=== Exercise materials ===

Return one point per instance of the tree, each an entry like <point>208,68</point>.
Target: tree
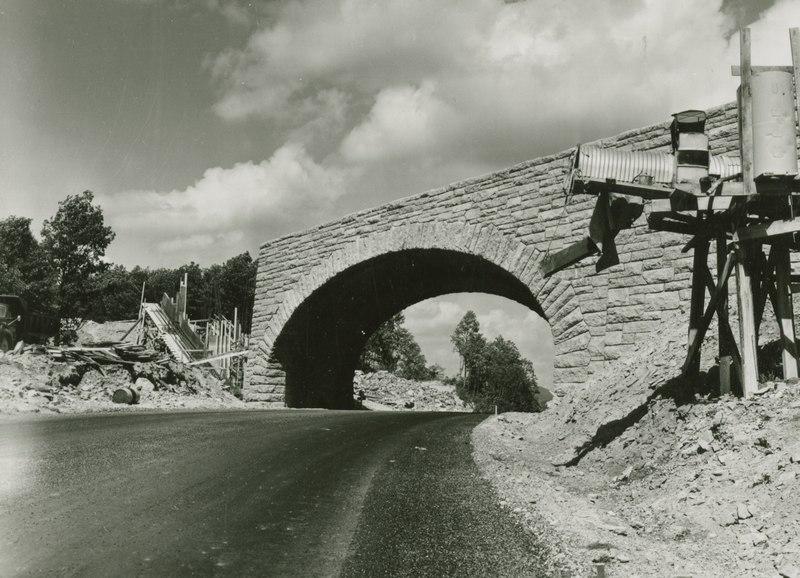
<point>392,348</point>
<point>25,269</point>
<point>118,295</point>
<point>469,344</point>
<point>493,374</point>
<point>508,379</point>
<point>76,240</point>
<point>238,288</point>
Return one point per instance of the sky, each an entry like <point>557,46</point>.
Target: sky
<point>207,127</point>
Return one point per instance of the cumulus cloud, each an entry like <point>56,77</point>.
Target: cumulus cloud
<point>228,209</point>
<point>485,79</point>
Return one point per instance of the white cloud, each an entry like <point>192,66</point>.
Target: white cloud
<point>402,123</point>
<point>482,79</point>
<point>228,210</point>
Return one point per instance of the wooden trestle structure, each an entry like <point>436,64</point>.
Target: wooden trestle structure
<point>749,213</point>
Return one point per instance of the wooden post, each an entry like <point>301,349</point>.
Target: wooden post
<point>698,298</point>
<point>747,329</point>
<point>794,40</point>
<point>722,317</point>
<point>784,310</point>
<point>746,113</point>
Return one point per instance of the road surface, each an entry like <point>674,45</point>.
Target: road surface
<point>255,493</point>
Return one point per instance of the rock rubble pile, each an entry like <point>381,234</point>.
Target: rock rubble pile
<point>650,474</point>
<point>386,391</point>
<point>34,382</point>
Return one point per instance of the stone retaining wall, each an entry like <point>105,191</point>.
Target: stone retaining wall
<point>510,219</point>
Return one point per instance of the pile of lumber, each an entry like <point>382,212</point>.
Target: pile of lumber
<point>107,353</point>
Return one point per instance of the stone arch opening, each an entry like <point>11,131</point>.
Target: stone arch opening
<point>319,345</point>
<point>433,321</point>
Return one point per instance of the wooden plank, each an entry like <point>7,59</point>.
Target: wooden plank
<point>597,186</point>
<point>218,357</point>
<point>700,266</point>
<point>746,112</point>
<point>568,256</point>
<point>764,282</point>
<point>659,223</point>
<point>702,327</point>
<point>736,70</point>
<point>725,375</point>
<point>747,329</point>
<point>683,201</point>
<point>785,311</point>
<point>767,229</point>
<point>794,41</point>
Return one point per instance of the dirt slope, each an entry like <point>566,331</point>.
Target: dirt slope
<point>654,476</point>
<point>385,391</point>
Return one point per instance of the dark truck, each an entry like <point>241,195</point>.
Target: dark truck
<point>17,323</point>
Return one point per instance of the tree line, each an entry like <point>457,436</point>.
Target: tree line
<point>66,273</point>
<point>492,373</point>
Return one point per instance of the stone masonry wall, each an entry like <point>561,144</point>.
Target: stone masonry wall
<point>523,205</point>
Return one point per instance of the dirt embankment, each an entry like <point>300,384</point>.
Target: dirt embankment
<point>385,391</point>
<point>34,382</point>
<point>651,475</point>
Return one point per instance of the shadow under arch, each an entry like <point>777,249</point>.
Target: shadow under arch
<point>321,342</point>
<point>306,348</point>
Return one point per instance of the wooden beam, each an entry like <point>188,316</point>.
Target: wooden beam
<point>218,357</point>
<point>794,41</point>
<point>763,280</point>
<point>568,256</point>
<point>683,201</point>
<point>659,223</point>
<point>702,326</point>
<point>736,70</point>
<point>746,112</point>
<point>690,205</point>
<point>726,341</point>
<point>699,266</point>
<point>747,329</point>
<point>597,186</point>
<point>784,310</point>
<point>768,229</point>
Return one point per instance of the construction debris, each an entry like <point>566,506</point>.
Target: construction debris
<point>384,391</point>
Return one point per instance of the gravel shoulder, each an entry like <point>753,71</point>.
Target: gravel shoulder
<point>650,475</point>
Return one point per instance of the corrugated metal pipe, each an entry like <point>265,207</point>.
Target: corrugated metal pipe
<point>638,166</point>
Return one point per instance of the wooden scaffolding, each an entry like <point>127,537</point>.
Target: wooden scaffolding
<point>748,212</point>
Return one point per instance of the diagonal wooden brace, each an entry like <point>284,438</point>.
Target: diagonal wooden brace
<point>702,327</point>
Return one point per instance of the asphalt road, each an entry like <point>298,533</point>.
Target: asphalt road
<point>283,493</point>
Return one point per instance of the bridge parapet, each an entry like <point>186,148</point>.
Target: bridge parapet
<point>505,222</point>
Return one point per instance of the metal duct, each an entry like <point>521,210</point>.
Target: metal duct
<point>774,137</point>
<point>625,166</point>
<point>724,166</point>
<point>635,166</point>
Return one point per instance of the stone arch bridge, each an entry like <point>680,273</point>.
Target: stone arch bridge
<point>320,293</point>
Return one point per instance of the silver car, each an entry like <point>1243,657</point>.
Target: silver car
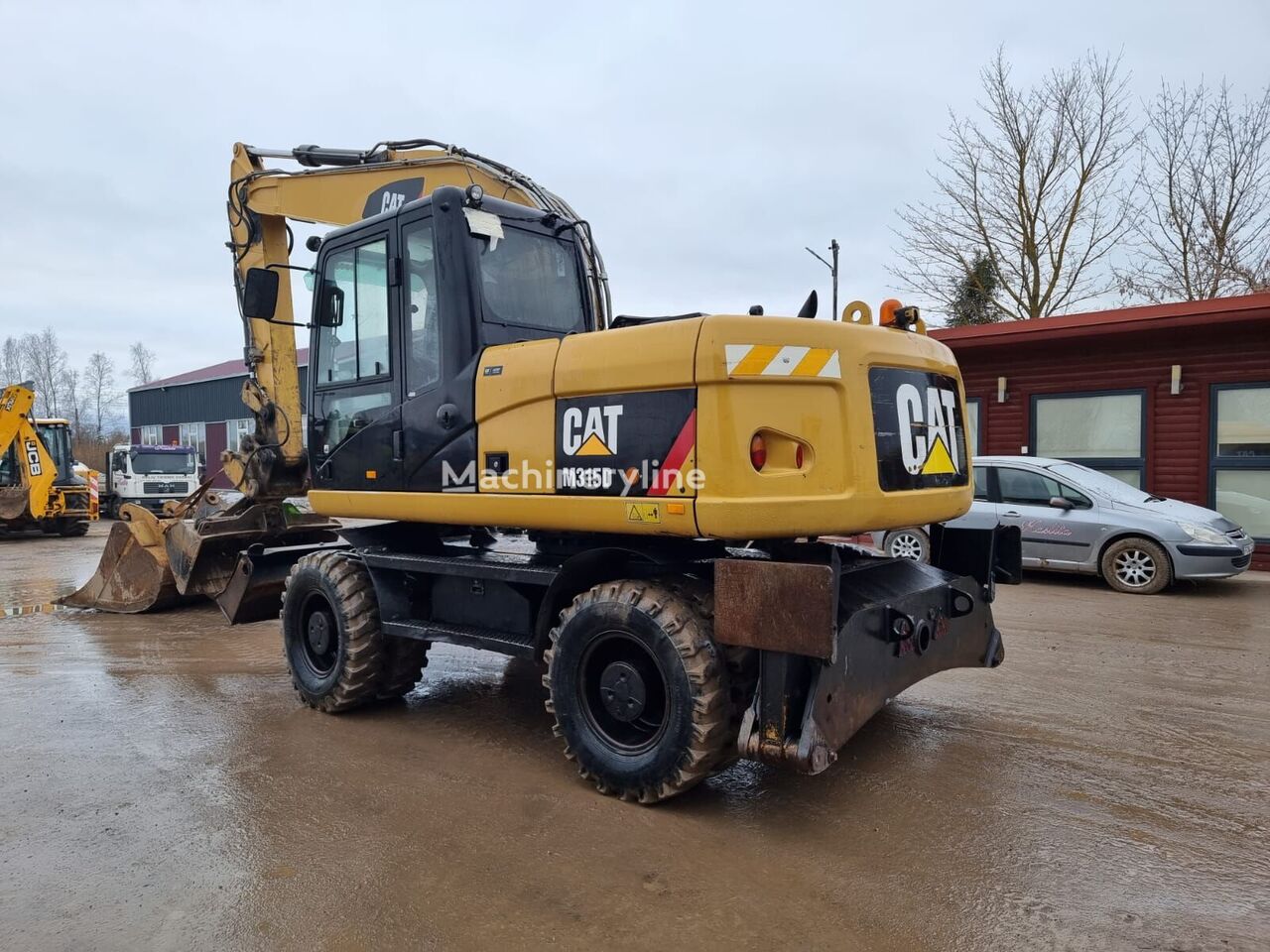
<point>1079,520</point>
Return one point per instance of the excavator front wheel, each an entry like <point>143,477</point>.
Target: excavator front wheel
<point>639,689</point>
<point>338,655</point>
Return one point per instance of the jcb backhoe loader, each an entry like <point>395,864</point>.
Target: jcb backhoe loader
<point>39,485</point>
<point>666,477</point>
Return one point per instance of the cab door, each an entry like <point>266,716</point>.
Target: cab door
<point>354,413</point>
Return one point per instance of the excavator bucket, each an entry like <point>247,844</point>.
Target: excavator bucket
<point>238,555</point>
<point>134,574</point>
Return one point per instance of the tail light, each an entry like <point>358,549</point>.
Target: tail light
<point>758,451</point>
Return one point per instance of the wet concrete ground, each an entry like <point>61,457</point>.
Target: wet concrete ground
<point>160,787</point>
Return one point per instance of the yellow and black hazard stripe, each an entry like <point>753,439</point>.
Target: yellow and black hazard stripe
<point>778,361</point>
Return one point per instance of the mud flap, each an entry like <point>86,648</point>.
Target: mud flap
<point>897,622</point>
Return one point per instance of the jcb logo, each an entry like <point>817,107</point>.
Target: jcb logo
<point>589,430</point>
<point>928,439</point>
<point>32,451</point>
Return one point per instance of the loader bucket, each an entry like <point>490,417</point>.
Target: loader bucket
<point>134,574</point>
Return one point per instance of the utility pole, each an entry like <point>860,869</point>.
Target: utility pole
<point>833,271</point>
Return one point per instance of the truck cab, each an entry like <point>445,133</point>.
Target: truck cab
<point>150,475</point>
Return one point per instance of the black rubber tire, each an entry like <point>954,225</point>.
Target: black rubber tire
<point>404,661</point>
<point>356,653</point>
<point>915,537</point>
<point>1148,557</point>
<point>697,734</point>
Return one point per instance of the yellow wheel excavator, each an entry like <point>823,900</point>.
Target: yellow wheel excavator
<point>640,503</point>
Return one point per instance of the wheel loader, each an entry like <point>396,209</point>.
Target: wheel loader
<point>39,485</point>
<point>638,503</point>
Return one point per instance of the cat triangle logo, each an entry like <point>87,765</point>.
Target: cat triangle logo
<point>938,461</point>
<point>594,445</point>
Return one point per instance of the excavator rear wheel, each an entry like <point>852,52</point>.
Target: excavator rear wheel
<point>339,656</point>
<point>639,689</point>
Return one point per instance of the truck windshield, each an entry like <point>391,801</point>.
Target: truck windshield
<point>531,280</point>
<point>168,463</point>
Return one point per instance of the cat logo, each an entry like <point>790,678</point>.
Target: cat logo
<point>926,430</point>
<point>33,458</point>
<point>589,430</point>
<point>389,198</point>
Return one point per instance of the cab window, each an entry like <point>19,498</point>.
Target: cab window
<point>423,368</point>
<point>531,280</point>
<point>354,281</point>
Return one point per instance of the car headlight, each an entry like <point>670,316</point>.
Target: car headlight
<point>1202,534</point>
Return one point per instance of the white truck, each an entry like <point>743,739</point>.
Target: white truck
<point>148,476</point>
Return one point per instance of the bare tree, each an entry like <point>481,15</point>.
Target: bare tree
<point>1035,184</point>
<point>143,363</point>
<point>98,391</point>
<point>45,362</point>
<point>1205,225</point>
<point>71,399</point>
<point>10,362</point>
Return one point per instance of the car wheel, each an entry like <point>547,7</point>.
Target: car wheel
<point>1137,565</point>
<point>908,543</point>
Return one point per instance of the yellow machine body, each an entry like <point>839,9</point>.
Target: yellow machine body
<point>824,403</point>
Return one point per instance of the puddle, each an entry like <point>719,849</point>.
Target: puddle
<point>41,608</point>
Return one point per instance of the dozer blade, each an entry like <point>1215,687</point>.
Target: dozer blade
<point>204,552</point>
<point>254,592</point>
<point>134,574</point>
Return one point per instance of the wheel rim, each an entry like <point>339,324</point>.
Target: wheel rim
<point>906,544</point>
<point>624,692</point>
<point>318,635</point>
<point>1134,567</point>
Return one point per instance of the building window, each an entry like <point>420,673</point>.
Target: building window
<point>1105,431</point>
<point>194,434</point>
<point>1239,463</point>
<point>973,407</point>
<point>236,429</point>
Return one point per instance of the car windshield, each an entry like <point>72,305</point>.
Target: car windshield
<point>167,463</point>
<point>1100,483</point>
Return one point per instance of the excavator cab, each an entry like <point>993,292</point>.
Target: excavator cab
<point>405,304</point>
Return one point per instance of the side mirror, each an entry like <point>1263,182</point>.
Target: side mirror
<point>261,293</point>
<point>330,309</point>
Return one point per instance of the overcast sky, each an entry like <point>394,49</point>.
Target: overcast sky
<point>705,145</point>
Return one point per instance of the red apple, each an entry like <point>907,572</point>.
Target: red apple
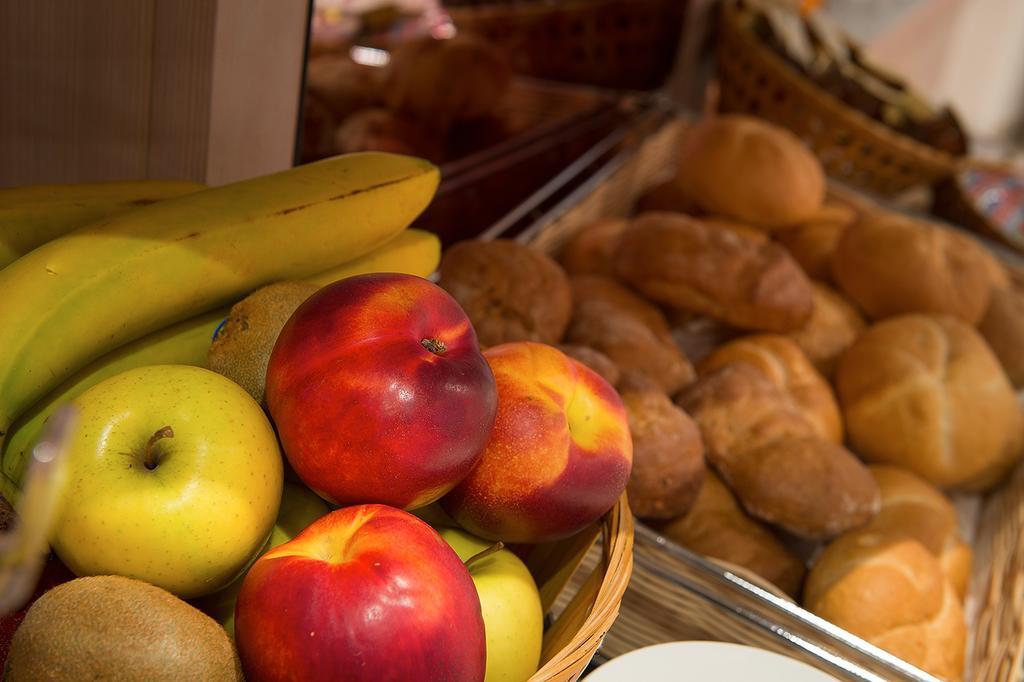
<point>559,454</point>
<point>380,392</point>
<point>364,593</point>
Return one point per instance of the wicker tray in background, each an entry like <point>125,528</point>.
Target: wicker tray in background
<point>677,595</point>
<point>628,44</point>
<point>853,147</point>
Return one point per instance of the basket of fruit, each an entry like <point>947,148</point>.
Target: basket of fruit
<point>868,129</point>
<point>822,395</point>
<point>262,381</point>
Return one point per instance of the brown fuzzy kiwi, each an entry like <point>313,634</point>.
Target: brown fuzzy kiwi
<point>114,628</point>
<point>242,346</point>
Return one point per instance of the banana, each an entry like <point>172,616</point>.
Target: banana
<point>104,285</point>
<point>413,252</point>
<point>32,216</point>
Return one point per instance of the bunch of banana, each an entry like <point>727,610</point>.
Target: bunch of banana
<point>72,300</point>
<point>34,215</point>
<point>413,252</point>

=== Problem description ===
Reproduce the data verbatim from its very first line through the line containing "<point>228,210</point>", with both of those lines included, and leave the pictures out.

=== Exercise answer ===
Return one point per instance of the tree, each an entry like <point>208,68</point>.
Target: tree
<point>392,348</point>
<point>25,269</point>
<point>118,295</point>
<point>469,344</point>
<point>493,374</point>
<point>508,379</point>
<point>76,240</point>
<point>238,288</point>
Return one point per instance of the sky, each an entry like <point>557,46</point>.
Target: sky
<point>207,127</point>
Return one point per instance of the cumulus cloud, each an entry like <point>56,77</point>.
Target: cumulus cloud
<point>228,209</point>
<point>485,79</point>
Return one point per instance of the white cloud, each an entry like <point>192,66</point>.
Target: white cloud
<point>402,123</point>
<point>482,79</point>
<point>228,210</point>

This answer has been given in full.